▸ What you are asked to do: Extract precisely the lines of the entries below, from the first line through the line containing "positive clicks: (744, 1089) (736, 802)".

Recorded data
--*--
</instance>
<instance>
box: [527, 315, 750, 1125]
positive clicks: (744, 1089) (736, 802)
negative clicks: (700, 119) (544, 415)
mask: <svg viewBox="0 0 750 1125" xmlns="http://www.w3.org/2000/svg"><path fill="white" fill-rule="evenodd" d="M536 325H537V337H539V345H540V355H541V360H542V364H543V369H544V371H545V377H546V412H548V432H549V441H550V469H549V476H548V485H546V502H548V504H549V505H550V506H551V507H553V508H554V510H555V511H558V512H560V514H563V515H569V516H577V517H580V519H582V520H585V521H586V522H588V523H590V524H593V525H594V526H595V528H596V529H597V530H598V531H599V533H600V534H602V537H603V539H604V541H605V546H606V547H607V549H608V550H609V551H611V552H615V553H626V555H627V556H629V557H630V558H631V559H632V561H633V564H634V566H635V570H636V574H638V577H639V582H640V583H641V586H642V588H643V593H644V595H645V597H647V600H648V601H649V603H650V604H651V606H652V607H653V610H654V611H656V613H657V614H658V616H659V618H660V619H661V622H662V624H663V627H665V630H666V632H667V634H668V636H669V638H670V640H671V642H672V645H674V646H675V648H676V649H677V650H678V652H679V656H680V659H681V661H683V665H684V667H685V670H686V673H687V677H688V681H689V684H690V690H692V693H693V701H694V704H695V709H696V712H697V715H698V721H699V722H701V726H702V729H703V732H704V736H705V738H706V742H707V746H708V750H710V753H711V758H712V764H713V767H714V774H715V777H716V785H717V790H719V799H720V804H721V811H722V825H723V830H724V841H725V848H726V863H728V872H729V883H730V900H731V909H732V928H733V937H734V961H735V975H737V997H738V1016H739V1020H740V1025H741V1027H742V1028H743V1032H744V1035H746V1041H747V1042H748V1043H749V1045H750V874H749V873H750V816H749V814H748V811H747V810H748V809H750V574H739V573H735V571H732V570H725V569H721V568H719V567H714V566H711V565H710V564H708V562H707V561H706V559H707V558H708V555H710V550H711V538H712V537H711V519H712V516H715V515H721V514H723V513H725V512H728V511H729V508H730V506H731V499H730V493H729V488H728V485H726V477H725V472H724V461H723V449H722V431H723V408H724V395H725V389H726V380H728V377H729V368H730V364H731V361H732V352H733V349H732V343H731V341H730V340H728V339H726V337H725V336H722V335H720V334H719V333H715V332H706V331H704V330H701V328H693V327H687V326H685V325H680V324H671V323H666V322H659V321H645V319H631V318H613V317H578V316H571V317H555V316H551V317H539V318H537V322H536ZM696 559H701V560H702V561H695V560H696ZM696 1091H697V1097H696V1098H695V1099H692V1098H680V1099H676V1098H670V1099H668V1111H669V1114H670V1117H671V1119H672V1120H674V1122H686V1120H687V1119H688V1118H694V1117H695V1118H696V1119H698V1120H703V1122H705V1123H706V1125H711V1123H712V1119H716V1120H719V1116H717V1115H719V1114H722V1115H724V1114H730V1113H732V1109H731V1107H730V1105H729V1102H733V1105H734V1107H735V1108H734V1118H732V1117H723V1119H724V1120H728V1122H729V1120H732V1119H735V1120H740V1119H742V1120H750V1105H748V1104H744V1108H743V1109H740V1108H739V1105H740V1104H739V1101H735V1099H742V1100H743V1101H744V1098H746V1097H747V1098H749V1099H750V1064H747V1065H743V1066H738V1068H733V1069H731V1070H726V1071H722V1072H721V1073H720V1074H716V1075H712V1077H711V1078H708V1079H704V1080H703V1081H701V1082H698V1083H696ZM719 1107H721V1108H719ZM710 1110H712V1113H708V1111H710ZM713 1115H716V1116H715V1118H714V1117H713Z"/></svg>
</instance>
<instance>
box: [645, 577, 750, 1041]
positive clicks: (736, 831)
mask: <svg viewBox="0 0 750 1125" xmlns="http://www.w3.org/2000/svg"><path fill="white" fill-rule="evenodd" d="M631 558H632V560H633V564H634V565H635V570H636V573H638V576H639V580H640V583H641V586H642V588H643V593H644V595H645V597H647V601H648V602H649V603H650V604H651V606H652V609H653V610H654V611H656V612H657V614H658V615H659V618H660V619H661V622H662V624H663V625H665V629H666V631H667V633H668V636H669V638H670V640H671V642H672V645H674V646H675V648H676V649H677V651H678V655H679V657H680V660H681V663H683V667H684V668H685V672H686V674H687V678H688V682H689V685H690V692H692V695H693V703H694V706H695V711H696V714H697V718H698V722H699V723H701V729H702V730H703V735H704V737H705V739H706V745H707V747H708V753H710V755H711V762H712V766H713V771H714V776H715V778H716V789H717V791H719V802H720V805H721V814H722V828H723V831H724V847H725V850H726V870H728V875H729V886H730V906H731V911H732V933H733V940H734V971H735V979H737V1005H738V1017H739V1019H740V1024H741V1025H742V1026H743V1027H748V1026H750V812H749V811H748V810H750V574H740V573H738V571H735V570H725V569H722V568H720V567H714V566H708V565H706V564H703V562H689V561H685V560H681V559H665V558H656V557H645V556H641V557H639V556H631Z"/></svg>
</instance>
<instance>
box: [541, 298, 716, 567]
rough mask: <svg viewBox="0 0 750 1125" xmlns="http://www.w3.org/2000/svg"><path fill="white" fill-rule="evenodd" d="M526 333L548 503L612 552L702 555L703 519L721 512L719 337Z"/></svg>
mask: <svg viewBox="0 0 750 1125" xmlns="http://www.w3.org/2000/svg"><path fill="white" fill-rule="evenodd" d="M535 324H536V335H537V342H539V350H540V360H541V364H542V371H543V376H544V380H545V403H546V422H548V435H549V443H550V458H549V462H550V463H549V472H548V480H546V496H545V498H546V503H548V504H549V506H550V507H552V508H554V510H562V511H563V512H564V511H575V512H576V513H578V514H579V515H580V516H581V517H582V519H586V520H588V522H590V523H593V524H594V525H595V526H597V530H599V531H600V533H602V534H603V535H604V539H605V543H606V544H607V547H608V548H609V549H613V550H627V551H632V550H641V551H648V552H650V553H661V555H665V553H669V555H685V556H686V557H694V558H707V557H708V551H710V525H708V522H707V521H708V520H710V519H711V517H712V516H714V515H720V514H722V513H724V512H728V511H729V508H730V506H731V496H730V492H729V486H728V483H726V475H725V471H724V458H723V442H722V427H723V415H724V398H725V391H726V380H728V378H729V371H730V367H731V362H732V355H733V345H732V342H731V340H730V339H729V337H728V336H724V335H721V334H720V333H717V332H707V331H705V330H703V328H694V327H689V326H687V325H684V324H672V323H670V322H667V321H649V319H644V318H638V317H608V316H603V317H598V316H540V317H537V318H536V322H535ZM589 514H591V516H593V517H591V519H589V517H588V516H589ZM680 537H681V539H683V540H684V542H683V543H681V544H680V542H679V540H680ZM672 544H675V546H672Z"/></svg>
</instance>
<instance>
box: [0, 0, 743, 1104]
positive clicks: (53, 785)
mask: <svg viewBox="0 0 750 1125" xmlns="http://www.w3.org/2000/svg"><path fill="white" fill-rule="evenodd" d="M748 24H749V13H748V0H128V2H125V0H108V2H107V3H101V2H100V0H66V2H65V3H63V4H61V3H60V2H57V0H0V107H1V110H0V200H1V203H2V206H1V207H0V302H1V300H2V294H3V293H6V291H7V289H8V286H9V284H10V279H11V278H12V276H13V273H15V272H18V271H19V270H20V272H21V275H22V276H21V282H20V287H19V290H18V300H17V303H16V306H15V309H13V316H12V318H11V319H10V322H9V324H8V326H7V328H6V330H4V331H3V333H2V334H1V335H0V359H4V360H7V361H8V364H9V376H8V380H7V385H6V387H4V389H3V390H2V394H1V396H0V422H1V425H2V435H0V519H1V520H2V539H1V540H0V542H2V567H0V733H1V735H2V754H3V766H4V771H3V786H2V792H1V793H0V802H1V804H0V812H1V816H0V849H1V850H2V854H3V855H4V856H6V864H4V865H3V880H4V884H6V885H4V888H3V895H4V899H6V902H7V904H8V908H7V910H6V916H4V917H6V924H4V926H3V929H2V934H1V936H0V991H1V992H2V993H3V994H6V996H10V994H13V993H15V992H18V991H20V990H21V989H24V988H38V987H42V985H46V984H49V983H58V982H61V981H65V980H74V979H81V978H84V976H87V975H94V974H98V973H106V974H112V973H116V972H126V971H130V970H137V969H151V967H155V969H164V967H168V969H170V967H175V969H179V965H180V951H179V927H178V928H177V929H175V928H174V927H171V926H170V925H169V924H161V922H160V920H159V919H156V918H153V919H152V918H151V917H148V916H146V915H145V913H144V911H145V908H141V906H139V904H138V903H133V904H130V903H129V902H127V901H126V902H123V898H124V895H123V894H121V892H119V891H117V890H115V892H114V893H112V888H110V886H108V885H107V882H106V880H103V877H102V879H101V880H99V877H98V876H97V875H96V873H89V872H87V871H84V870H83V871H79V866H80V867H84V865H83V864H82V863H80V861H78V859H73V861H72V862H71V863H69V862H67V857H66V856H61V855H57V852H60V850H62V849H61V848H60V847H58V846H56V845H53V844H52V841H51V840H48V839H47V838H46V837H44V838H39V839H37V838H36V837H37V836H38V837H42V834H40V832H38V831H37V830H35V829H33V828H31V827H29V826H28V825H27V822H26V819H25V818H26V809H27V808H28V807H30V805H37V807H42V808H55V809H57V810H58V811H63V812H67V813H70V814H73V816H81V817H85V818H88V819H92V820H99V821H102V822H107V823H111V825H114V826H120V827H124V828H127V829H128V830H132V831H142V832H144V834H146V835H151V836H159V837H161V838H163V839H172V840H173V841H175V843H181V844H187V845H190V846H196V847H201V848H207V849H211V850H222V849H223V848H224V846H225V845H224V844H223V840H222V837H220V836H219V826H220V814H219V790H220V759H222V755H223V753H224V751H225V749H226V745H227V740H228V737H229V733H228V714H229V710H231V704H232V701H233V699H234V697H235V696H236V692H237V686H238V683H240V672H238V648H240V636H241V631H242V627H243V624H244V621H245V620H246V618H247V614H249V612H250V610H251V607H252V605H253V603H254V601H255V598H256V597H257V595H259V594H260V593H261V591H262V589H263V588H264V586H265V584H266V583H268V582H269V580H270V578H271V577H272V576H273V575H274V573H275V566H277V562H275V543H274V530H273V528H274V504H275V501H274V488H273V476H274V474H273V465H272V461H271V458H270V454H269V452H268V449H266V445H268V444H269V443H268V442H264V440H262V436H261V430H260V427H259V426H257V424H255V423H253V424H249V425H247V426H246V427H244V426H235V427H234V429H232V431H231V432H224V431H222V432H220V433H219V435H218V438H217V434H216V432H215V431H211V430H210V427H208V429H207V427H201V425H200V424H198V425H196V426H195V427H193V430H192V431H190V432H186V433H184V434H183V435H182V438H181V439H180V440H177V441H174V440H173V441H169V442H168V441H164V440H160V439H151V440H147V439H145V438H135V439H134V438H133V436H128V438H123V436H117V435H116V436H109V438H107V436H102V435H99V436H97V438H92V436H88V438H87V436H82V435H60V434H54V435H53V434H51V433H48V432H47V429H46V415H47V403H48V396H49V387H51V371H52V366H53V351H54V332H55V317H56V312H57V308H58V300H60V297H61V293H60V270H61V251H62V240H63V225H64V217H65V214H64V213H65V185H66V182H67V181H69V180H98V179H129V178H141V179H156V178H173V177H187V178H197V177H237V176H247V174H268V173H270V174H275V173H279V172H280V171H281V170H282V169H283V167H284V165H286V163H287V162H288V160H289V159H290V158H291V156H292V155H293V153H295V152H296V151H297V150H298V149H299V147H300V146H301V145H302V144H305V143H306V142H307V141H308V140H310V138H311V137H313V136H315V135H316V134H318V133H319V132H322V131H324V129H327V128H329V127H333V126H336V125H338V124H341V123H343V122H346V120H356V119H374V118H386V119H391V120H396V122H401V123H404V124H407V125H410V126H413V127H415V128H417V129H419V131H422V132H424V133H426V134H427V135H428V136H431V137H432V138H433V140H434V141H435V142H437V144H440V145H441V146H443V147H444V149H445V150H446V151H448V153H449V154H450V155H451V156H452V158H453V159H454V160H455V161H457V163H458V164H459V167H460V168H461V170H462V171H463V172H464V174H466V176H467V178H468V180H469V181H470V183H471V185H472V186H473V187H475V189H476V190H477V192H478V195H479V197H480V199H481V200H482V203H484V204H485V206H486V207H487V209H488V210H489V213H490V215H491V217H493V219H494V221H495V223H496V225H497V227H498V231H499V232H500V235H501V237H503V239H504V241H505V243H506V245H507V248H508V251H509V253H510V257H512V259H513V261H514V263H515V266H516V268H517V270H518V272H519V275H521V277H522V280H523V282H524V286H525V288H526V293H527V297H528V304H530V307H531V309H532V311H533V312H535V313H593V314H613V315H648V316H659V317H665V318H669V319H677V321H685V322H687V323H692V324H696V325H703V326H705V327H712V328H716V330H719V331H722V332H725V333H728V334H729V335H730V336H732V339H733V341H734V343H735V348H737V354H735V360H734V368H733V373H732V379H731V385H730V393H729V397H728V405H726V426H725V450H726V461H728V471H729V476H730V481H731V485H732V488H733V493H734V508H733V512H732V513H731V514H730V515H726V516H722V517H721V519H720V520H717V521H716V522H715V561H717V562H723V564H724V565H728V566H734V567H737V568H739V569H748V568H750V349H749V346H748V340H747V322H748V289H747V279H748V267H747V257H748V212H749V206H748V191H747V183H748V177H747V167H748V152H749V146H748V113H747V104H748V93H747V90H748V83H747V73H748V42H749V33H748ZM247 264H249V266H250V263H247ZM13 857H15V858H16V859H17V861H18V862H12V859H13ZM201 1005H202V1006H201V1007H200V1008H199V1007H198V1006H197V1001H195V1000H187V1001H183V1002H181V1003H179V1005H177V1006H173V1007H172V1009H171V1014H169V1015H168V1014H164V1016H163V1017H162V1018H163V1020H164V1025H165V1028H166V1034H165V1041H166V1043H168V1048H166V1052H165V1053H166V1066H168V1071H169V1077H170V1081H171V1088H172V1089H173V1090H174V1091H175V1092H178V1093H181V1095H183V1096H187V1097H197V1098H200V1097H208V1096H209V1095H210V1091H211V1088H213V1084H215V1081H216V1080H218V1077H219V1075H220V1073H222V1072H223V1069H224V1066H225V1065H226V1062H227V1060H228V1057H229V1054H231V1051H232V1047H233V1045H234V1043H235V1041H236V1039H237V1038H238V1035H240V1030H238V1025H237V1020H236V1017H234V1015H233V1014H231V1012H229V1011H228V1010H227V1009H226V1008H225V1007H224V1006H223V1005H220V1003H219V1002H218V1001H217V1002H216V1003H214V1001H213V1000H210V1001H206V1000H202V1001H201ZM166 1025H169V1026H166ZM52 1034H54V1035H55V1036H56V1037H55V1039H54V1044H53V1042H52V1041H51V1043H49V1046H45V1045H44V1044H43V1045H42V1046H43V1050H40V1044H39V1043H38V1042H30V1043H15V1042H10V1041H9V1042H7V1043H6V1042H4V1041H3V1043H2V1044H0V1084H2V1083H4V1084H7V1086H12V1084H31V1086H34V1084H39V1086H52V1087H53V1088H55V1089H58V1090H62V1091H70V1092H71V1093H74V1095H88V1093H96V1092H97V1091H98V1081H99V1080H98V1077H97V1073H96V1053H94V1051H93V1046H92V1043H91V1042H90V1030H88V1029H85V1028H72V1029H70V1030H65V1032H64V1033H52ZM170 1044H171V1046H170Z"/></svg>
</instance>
--*--
▸ Output of the task:
</instance>
<instance>
box: [527, 315, 750, 1125]
positive clicks: (744, 1089) (736, 802)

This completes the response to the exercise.